Liberty of the Person
• Section 22 of the Bill of Rights Act provides that “everyone
has the right not to be
arbitrarily arrested or detained”.
- Clause 43
substitutes new s 107 which provides for the power of an inspector to detain a
person for the purpose of checking goods.
This applies where the inspector
suspects on reasonable grounds that a person may be in possession of uncleared
or unauthorised goods.
The inspector may detain a person for a reasonable
period, no longer than 4 consecutive hours, and may use force that is reasonably
necessary in doing so.
- New s 107A
provides for the power to detain a person for the purpose of processing
entry.
- New s 107B
provides for the power to detain a person for public health or law enforcement
purposes where an inspector has reasonable
cause to suspect the person is liable
to be detained, arrested, or prosecuted, has contravened a specified Act, or is
endangering
or threatening to endanger the life, health or safety of a person or
group of persons. The inspector may detain the person for a
period that is
reasonable in the circumstances and no longer than 4 consecutive
hours.
• We note that a person will be
detained within the meaning of s 22 of the Bill of
Rights Act if, amongst other things, there are statutory restraints on a
person’s movements. However, only those restraints
that amount to a
“substantial intrusion on personal liberty” will trigger the concept
of detention for Bill of Rights
purposes. [3]
- We consider
that, although a person’s movement is constrained by the requirement that
they remain in a certain place only for
the purpose of processing their entry
under new s 107A, this does not amount to a detention. The power to require
persons to remain
at their place of arrival (or departure) ensures compliance
with border processing requirements which assists the proper functioning
of the
border. It cannot be said that this provision imposes a substantial intrusion on
personal liberty.

## INFORMATION PROVIDED
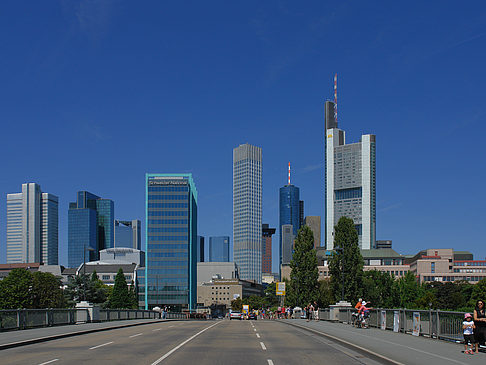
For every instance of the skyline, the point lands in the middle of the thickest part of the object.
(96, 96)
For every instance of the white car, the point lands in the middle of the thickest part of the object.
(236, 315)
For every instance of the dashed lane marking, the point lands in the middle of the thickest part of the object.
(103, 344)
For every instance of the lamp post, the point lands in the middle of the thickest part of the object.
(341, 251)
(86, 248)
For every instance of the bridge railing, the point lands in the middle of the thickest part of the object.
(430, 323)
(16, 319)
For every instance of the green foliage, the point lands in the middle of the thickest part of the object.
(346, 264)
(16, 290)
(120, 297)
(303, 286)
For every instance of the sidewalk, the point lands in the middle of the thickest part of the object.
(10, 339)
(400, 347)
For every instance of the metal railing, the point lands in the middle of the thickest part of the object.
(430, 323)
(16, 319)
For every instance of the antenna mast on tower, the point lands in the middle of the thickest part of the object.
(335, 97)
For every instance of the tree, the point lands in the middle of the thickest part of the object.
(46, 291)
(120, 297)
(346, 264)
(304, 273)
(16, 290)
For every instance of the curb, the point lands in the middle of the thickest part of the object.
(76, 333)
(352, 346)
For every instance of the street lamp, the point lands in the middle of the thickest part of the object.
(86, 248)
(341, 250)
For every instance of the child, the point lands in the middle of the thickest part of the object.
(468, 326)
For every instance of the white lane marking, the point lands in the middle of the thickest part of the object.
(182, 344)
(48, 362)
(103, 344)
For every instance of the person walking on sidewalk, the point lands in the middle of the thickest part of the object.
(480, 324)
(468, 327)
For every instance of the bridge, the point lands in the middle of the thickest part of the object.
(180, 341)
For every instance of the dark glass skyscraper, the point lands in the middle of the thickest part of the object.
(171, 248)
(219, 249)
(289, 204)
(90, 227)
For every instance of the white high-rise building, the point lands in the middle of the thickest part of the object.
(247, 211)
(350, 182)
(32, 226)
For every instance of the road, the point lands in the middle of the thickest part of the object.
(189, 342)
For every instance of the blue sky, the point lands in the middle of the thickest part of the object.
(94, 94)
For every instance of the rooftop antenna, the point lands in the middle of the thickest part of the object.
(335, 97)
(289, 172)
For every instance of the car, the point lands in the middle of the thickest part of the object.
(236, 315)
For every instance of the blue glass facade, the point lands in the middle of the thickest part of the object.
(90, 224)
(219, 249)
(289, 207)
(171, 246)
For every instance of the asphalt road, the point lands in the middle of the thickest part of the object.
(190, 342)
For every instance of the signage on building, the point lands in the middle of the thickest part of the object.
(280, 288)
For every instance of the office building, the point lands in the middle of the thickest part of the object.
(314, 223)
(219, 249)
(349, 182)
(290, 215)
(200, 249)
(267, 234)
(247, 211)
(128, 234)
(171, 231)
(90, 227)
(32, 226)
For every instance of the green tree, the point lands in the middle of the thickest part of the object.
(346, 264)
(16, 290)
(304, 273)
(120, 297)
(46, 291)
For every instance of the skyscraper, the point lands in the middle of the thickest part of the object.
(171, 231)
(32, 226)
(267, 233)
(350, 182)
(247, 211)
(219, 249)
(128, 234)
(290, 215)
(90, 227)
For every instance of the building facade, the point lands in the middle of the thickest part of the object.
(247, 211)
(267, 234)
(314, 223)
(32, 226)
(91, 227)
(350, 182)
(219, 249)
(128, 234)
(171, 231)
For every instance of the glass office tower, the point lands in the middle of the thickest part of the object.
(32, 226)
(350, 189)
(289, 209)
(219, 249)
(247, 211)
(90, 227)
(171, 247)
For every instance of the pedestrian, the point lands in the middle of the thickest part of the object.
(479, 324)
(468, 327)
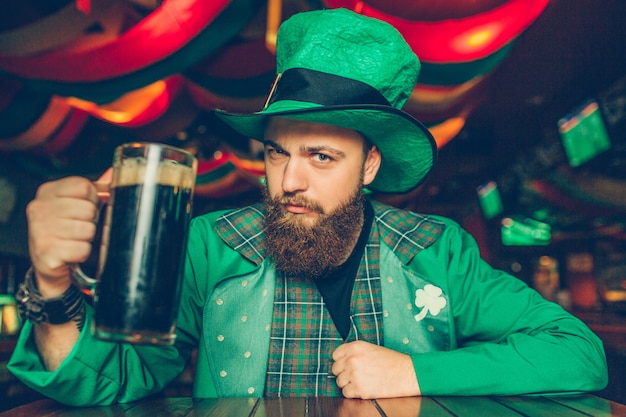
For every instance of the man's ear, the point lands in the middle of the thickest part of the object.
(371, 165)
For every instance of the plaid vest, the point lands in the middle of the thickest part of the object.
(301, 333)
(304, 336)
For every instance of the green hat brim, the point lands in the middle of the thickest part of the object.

---

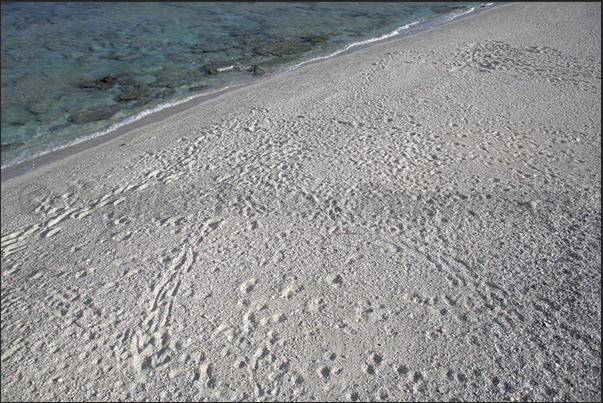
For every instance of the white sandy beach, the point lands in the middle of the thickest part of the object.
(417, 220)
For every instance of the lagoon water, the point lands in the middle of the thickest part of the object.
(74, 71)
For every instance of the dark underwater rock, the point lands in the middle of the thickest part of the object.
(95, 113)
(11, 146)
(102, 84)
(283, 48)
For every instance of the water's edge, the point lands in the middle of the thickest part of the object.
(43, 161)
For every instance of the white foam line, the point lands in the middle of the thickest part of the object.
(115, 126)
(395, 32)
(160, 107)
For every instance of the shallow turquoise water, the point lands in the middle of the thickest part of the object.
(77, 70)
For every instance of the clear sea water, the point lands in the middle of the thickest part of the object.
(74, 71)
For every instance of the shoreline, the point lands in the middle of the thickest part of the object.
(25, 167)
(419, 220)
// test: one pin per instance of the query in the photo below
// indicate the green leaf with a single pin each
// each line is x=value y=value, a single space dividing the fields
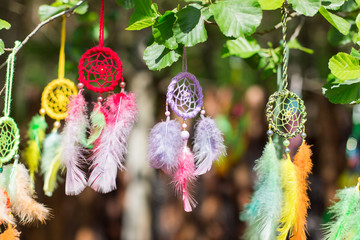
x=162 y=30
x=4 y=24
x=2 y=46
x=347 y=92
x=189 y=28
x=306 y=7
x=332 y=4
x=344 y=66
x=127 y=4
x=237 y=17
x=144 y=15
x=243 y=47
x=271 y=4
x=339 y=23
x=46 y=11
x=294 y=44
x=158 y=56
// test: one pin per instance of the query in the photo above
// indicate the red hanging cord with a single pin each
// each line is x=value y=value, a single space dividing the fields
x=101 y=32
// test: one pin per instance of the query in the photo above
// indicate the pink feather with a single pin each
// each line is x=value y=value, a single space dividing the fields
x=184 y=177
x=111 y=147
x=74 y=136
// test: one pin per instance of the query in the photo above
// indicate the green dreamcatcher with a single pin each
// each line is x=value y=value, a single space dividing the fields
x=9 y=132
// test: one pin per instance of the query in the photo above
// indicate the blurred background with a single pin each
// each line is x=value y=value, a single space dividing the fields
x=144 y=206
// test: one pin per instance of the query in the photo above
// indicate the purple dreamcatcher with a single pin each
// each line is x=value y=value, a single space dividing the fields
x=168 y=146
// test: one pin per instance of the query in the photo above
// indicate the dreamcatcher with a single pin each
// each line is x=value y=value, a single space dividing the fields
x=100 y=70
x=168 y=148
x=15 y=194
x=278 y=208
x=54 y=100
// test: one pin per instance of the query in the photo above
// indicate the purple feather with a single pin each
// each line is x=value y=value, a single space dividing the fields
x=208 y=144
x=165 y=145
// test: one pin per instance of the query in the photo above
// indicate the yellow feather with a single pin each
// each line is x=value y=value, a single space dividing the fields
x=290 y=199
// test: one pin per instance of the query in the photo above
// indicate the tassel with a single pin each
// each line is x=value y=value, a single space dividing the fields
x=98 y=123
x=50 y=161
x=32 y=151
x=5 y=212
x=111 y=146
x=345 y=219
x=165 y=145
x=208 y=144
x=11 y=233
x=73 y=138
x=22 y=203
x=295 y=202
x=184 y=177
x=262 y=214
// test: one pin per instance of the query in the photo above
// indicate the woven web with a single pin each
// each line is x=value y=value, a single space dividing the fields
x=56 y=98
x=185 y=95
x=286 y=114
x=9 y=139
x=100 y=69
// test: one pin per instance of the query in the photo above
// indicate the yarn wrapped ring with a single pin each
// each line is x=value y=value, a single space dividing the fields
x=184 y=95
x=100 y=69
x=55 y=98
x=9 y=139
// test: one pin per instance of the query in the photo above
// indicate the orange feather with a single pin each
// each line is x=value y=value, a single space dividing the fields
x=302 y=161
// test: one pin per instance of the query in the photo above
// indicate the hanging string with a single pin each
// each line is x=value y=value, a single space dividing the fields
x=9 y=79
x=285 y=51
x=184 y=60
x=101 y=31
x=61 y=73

## TASK SET
(1) Retype the liberty-of-the-person passage from "Liberty of the" up to and including "of checking goods.".
(2) Which new sections providing a power to detain a person does the liberty-of-the-person passage name?
Answer from the passage on liberty of the person alone, not from the entries.

## ANSWERS IN ORDER
(1)
Liberty of the Person
• Section 22 of the Bill of Rights Act provides that “everyone
has the right not to be
arbitrarily arrested or detained”.
- Clause 43
substitutes new s 107 which provides for the power of an inspector to detain a
person for the purpose of checking goods.

(2)
- New s 107
- New s 107A
- New s 107B